__What you need to do__:
All records should be reproduced verbatim.

>> Begin Supplied data

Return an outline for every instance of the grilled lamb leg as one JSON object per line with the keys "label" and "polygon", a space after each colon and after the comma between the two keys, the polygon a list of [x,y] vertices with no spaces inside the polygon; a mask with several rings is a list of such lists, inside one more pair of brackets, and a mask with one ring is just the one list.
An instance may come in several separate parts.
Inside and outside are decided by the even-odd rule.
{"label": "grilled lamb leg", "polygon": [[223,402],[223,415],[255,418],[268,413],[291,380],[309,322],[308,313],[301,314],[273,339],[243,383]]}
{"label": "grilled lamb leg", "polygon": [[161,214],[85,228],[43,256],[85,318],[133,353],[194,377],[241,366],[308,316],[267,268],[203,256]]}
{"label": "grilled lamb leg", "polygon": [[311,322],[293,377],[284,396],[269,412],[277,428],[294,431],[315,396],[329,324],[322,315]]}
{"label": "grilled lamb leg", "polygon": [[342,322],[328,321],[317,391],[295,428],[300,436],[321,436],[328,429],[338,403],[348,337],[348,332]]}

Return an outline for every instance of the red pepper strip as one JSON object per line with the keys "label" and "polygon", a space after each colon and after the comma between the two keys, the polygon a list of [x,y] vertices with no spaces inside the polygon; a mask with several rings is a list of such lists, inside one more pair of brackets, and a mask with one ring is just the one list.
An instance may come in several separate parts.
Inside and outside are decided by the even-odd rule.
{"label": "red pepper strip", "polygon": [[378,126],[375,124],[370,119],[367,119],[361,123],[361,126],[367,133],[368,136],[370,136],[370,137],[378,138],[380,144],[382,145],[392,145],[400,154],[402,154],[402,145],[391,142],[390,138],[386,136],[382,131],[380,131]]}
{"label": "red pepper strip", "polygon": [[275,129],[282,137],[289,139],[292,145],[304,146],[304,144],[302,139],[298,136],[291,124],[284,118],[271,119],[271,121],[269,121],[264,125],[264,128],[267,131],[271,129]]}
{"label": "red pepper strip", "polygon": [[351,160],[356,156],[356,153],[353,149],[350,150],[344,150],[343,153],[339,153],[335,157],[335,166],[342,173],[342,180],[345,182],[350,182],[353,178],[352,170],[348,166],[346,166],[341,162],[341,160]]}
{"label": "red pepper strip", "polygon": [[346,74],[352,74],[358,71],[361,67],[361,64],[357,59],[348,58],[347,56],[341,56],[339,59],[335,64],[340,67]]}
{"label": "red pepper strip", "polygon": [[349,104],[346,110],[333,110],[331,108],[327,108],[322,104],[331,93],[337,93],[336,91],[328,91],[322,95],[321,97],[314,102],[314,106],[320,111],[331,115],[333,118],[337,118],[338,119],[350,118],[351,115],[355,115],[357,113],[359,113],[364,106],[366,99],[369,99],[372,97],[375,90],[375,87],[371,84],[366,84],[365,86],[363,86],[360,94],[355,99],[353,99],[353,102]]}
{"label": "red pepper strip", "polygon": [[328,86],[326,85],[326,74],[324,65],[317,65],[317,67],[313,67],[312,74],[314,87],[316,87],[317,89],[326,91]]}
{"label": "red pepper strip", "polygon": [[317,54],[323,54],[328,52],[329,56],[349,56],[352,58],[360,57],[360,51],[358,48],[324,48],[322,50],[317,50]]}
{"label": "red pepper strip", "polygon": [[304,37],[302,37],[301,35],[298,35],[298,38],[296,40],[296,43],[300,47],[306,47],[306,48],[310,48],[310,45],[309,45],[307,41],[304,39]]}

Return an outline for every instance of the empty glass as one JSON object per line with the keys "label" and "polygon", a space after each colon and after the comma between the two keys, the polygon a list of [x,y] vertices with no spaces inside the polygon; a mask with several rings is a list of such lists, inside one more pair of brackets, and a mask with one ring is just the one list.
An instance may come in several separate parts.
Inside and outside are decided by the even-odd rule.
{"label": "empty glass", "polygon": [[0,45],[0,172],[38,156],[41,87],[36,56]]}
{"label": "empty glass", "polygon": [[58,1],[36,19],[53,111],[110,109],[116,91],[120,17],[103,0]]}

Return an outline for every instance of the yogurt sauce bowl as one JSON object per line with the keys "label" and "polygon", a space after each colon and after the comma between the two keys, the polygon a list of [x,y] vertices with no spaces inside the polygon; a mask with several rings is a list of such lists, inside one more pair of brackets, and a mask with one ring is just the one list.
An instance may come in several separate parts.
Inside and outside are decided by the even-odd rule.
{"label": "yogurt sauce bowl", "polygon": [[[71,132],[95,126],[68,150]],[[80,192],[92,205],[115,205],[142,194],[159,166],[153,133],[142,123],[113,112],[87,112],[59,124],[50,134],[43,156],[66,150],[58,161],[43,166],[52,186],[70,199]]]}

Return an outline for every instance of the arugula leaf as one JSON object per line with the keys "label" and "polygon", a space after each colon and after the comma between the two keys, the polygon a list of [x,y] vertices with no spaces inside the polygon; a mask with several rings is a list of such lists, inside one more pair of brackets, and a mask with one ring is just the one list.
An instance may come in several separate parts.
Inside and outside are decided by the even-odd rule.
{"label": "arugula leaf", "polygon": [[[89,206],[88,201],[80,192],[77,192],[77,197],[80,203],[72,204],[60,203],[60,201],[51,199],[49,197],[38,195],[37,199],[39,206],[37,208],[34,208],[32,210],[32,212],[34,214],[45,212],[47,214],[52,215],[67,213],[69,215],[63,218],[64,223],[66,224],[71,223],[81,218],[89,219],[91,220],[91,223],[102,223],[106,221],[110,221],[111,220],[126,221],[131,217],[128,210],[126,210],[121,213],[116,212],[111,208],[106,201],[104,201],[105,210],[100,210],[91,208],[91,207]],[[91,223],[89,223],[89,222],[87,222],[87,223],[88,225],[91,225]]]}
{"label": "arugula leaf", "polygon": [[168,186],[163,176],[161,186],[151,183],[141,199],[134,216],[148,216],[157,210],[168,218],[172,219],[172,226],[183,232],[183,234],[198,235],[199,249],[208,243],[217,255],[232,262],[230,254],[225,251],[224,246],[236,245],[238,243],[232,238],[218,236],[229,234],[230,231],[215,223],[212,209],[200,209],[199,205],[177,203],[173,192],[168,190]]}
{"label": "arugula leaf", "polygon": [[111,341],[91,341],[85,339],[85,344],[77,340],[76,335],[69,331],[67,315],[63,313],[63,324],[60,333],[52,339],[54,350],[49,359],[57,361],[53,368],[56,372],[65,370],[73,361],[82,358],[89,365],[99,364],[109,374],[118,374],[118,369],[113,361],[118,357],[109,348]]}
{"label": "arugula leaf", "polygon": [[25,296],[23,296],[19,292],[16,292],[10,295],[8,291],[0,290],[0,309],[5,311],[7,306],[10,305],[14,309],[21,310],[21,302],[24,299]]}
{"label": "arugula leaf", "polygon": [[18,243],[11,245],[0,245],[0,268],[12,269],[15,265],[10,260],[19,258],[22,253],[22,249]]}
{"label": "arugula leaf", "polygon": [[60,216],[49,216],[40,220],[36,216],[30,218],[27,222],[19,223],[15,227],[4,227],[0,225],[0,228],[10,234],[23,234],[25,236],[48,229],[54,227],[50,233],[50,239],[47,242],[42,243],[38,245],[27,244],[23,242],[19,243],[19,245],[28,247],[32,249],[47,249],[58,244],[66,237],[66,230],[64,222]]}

>> End Supplied data

__Response__:
Return an outline for every instance of the grilled lamb leg as one JSON object per line with the keys "label" and "polygon", a space after each colon and after the comma between the two keys, the polygon a list of [x,y] vertices with no spaces inside the polygon; a mask with several rings is a list of such lists, inside one more pair of brackets, and a mask with one ring is just the one list.
An instance may come in several separate parts.
Inside and outside are decided by the even-odd rule.
{"label": "grilled lamb leg", "polygon": [[223,402],[223,415],[255,418],[268,413],[291,380],[309,322],[308,313],[301,314],[273,339],[243,383]]}
{"label": "grilled lamb leg", "polygon": [[161,214],[85,228],[43,256],[85,318],[133,353],[194,377],[241,366],[308,316],[267,268],[203,256]]}
{"label": "grilled lamb leg", "polygon": [[311,322],[293,377],[284,396],[269,412],[277,428],[294,431],[315,396],[329,324],[322,315]]}
{"label": "grilled lamb leg", "polygon": [[342,322],[328,321],[317,391],[295,428],[300,436],[321,436],[328,429],[338,403],[348,337],[348,332]]}

Return an outline for every instance of the red pepper strip as one JSON object per line with the keys "label" and "polygon", a space after each colon and after the comma between the two keys, the polygon a list of [x,y] vertices with no spaces inside the polygon; a mask with several rings is a list of such lists, inside one more pair of brackets, and a mask with one ring is just the one list.
An instance may come in several separate parts.
Inside and outside are decided by the even-odd rule.
{"label": "red pepper strip", "polygon": [[378,126],[375,124],[370,119],[367,119],[361,123],[361,126],[367,133],[368,136],[370,136],[370,137],[378,138],[380,144],[382,145],[392,145],[400,154],[402,154],[402,145],[391,142],[390,138],[386,136],[382,131],[380,131]]}
{"label": "red pepper strip", "polygon": [[275,129],[282,137],[289,139],[292,145],[304,146],[304,144],[302,139],[298,136],[291,124],[284,118],[271,119],[271,121],[269,121],[264,125],[264,128],[267,131],[271,129]]}
{"label": "red pepper strip", "polygon": [[351,160],[356,156],[356,153],[353,149],[350,150],[344,150],[343,153],[339,153],[335,157],[335,166],[342,173],[342,180],[345,182],[350,182],[353,178],[352,170],[348,166],[346,166],[341,162],[341,160]]}
{"label": "red pepper strip", "polygon": [[346,74],[352,74],[358,71],[361,67],[361,64],[357,59],[348,58],[347,56],[341,56],[339,59],[335,64],[340,67]]}
{"label": "red pepper strip", "polygon": [[349,104],[346,110],[333,110],[331,108],[327,108],[322,104],[331,93],[337,93],[336,91],[328,91],[322,95],[321,97],[314,102],[314,106],[320,111],[331,115],[333,118],[337,118],[338,119],[350,118],[351,115],[355,115],[357,113],[359,113],[364,106],[366,99],[369,99],[372,97],[375,90],[375,87],[371,84],[366,84],[365,86],[363,86],[360,94],[355,99],[353,99],[353,102]]}
{"label": "red pepper strip", "polygon": [[328,86],[326,85],[326,74],[324,65],[317,65],[317,67],[313,67],[312,74],[314,87],[316,87],[317,89],[326,91]]}
{"label": "red pepper strip", "polygon": [[317,54],[323,54],[328,52],[329,56],[349,56],[352,58],[360,57],[360,51],[358,48],[324,48],[322,50],[317,50]]}
{"label": "red pepper strip", "polygon": [[304,37],[302,37],[301,35],[298,35],[298,38],[296,40],[296,43],[300,47],[306,47],[306,48],[310,48],[310,45],[309,45],[307,41],[304,39]]}

Return an outline for every instance of the empty glass as one JSON object per line with the keys "label" and "polygon", a space after each colon and after the comma between the two keys, the polygon a list of [x,y] vertices with no spaces inside the polygon; a mask with several rings is a list of such lists, inside one more pair of brackets, and a mask with one ring is just the one list.
An instance may come in several separate parts.
Inside and outside are decided by the even-odd rule.
{"label": "empty glass", "polygon": [[0,45],[0,172],[38,156],[41,87],[36,56]]}
{"label": "empty glass", "polygon": [[58,1],[36,19],[53,111],[110,109],[116,91],[120,17],[103,0]]}

Return an outline for every instance of the yogurt sauce bowl as one JSON object per line with the keys "label" and "polygon", a space after each colon and after the comma between the two keys, the polygon a list of [x,y] vertices with no spaces inside the polygon; a mask with several rings is a list of such lists, inside one more pair of brackets, and a mask with one ring is just the one list.
An instance may come in several separate parts.
Inside and outside are decided by the even-odd rule.
{"label": "yogurt sauce bowl", "polygon": [[[71,132],[95,126],[68,150]],[[80,192],[92,205],[115,205],[142,194],[159,166],[153,133],[142,123],[113,112],[87,112],[59,124],[50,134],[43,156],[66,150],[58,161],[43,166],[52,186],[70,199]]]}

Return an outline for every instance of the arugula leaf as one JSON object per line with the keys "label" and "polygon", a space after each colon and after the comma between the two keys, the polygon a list of [x,y] vertices with no spaces inside the polygon; a mask with several rings is a list of such lists, inside one more pair of brackets, and a mask with one ring is just the one list.
An instance may come in several separate parts.
Inside and outside are decided by the even-odd rule.
{"label": "arugula leaf", "polygon": [[[89,206],[88,201],[80,192],[77,192],[77,197],[80,203],[72,204],[60,203],[60,201],[51,199],[49,197],[38,195],[37,199],[39,206],[37,208],[34,208],[32,210],[32,212],[34,214],[45,212],[47,214],[52,215],[67,213],[69,215],[63,218],[64,223],[66,224],[71,223],[81,218],[89,219],[91,220],[91,223],[102,223],[106,221],[110,221],[111,220],[126,221],[131,217],[128,210],[126,210],[121,213],[116,212],[111,208],[106,201],[104,201],[105,210],[100,210],[91,208],[91,207]],[[91,223],[89,223],[89,222],[87,222],[87,223],[88,225],[91,225]]]}
{"label": "arugula leaf", "polygon": [[168,186],[163,176],[161,186],[151,183],[141,199],[134,216],[148,216],[157,210],[168,218],[172,219],[172,226],[183,232],[183,234],[198,235],[199,249],[208,243],[217,255],[232,262],[230,254],[225,251],[224,246],[236,245],[238,243],[232,238],[218,236],[229,234],[230,231],[215,223],[212,209],[200,209],[199,205],[177,203],[173,192],[168,190]]}
{"label": "arugula leaf", "polygon": [[111,341],[91,341],[85,339],[85,344],[77,340],[76,335],[69,331],[67,315],[63,313],[63,324],[60,333],[52,339],[54,350],[49,359],[57,361],[53,368],[56,372],[65,370],[73,361],[82,358],[89,365],[99,364],[109,374],[118,374],[118,369],[113,361],[118,357],[109,348]]}
{"label": "arugula leaf", "polygon": [[25,296],[23,296],[19,292],[16,292],[10,295],[8,291],[0,290],[0,309],[5,311],[7,306],[10,305],[14,309],[21,310],[21,302],[24,299]]}
{"label": "arugula leaf", "polygon": [[18,243],[11,245],[0,245],[0,268],[12,269],[15,265],[10,260],[19,258],[22,253],[22,249]]}
{"label": "arugula leaf", "polygon": [[60,216],[49,216],[40,220],[36,216],[30,218],[27,222],[19,223],[15,227],[4,227],[0,225],[0,228],[10,234],[23,234],[25,236],[48,229],[54,227],[50,233],[50,239],[47,242],[42,243],[38,245],[27,244],[23,242],[19,243],[19,245],[28,247],[32,249],[47,249],[58,244],[66,237],[66,230],[64,222]]}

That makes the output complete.